WORK TO DO:
(A) Reproduce the part of the Hogmanay blog post that runs from "Today we are" to "a reluctant sleuth.".
(B) Summarize the Hogmanay blog post in two sentences.
(C) Carry the Hogmanay blog post forward, picking up after its last sentence.

PASSAGE SHOWN:
·····
Monday, January 14, 2013

Hogmanay: New Year in Scotland

Today we are happy to turn the blog over to Jane Finnis whose Roman mysteries are set in a different time and place than our own. Jane's mysteries tell of life and death in first-century Roman Britain, the turbulent province of Britannia, on the very edge of the Roman Empire. They all feature innkeeper Aurelia Marcella as a reluctant sleuth.

Eric, thank you for inviting me to post on your blog, and forgive me for beginning with a cliché: travel broadens the mind. I don’t know who originated this saying, nor who added the rider, “It broadens the beam also, from too much sitting around in planes and cars.”

Sticking to the mind…travelling, which I love, can produce two quite different reactions in me. Sometimes I think (but am far too polite to say,) “Gosh, these foreigners are odd, the way they do this-or-that.” But sometimes I realise, “Heavens, we English are odd, people do this-or-that much better here.”

I’ve just come back from a lovely holiday in sunny Gran Canaria, and we were there for New Year. And heavens, we English are decidedly odd about the way we are only just now learning to appreciate New Year properly. The Spanish have a ball on New Year’s Eve, mark midnight with wonderful fireworks, and make New Year’s Day a public holiday.

Not that we English need look as far as Spain for New Year festivities. Our neighbours the Scots are world famous for their long and glorious tradition of going to town at Hogmanay and taking January 1st off to recover. Yet on our side of the border we’re only belatedly catching them up. We at least have a holiday on New Year’s Day now, a relatively recent development, and you can find good New Year’s Eve parties and midnight fireworks. But you can also still find people who – shock horror – go to bed at their normal time and sleep the night through.

I could no more sleep through New Year than fly in the air. I love the occasion, I’m excited by the whole idea of a new start, of turning over a new leaf (or should that be opening a new file in the word processor.) I haven’t a drop of Scots blood, and was born and raised in Yorkshire, but I was lucky in my childhood. I had two uncles with proper Scottish notions of Hogmanay. Uncle Whittaker loved a party and had lived and worked well north of Hadrian’s Wall, so he knew how things should be done. Uncle Harry loved a party and had the distinction of being the darkest-complexioned man for miles around. A great combination! Every New Year’s Eve they celebrated in style, and then in the wee small hours Uncle Harry went out “first footing”, visiting the houses of all his neighbours. We, the rest of the family, tagged along, even as quite young children.
·····
STORED RECORDS:

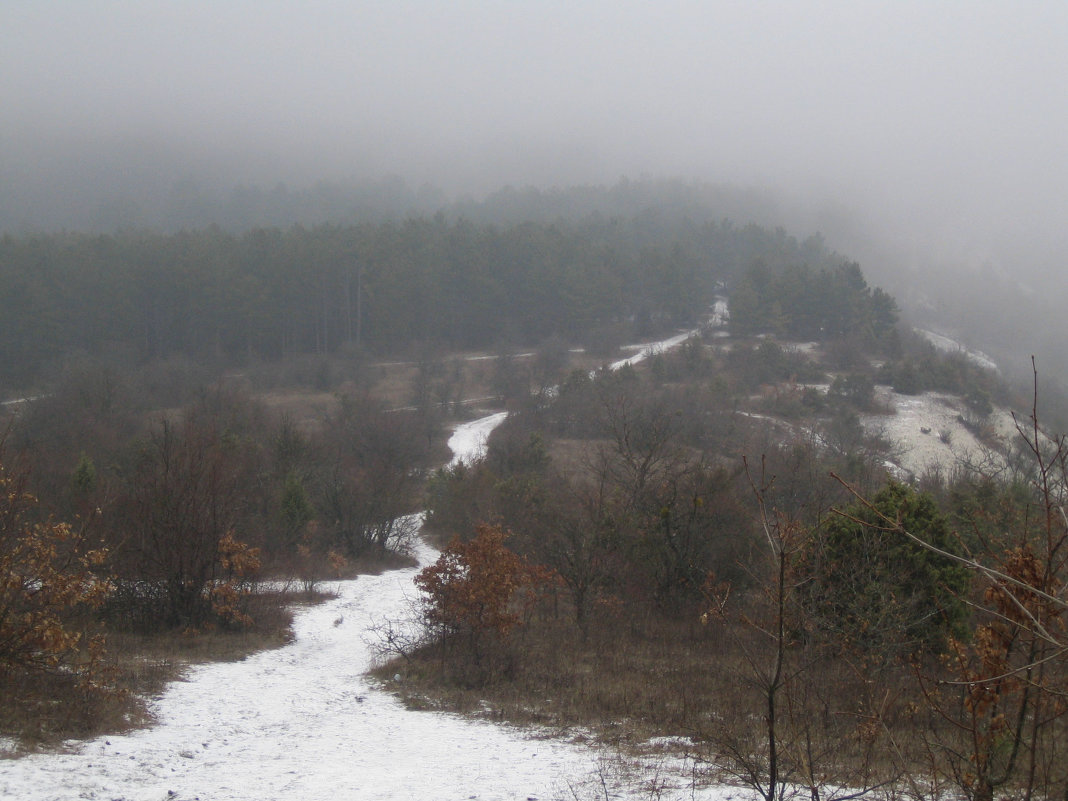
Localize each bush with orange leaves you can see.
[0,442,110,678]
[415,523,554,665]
·····
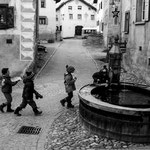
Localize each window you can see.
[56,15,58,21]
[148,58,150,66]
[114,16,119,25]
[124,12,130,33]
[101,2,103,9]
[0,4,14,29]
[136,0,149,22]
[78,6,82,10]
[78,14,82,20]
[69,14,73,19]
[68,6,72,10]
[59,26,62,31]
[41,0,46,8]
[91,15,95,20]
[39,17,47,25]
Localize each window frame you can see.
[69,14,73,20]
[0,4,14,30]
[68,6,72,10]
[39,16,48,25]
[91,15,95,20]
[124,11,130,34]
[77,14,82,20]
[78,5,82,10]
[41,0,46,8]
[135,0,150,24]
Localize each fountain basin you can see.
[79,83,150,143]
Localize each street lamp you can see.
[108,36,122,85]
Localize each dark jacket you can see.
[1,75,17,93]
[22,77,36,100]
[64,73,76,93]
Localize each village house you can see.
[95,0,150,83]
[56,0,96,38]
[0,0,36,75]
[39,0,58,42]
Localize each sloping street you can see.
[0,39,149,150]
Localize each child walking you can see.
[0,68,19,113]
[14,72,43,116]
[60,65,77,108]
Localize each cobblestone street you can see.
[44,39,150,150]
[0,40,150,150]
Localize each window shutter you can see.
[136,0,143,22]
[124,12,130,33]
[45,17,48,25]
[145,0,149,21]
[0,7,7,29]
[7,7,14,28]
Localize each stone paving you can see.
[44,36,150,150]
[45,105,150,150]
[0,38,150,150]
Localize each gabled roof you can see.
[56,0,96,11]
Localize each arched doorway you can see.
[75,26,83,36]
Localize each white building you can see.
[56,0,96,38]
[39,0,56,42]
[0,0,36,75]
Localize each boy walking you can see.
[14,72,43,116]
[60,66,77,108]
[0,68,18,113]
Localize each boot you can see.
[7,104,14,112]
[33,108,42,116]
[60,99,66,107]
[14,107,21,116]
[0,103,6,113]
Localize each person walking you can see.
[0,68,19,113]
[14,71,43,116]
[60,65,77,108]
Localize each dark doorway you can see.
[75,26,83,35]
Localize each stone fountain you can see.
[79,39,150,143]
·····
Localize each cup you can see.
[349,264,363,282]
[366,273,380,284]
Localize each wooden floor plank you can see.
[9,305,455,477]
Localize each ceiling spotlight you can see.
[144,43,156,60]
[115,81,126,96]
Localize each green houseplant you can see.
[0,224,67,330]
·····
EXPECTED ANSWERS:
(A)
Today we are happy to turn the blog over to Jane Finnis whose Roman mysteries are set in a different time and place than our own. Jane's mysteries tell of life and death in first-century Roman Britain, the turbulent province of Britannia, on the very edge of the Roman Empire. They all feature innkeeper Aurelia Marcella as a reluctant sleuth.

(B) The post hands the blog to Jane Finnis, whose mysteries are set in first-century Roman Britain and feature innkeeper Aurelia Marcella. After a New Year holiday in Gran Canaria, Finnis observes that the English are only now learning to celebrate New Year as the Spanish and the Scots do, and she recalls childhood New Years in Yorkshire with two uncles who kept Scottish Hogmanay customs, including first footing.

(C)
As all Scots know, to bring good luck to a household, the “first foot” over its threshold in the New Year must belong to a dark man, bearing token gifts to ensure prosperity – a piece of coal and a piece of bread were what Harry brought. Once safely inside, the luck-bringer was naturally offered a “cup of kindness” for his trouble, before he went on to the next house, and the next. His capacity for “cups of kindness” was legendary.

The Ancient Romans had the right idea about Near Year; they made a big thing of it. My mysteries are set at the very end of the first century AD, in the area round York, and as my sleuth Aurelia is an innkeeper, she would certainly organise first-rate New Year parties for her friends and customers. There was a serious religious element to the occasion as well. The god Janus was one of the most important Roman deities, and he’s always pictured with two faces, one looking backwards and one forwards.

Isn’t that an excellent symbol for the start of a year? Welcome the future but don’t discard all of the past…and make sure the celebration is a good one!

SHADOWS IN THE NIGHT was published in hardback and ebook last November by Head of Zeus for UK and the Commonwealth, and the paperback will come out this coming April. It's the first in the Aurelia Marcella series, and has already been published by Poisoned Pen Press as GET OUT OR DIE in the USA.

Website: www.janefinnis.com Blog: http://janefinnisblog.wordpress.com
Twitter: http://twitter.com/Jane_Finnis

The Aurelia Marcella Roman mysteries, published in the UK by Head of Zeus, and in the USA by Poisoned Pen Press

4 comments:

  1. Interesting post, Jane. Does the dark man of New Year have anything to do with the Green Man or his ilk?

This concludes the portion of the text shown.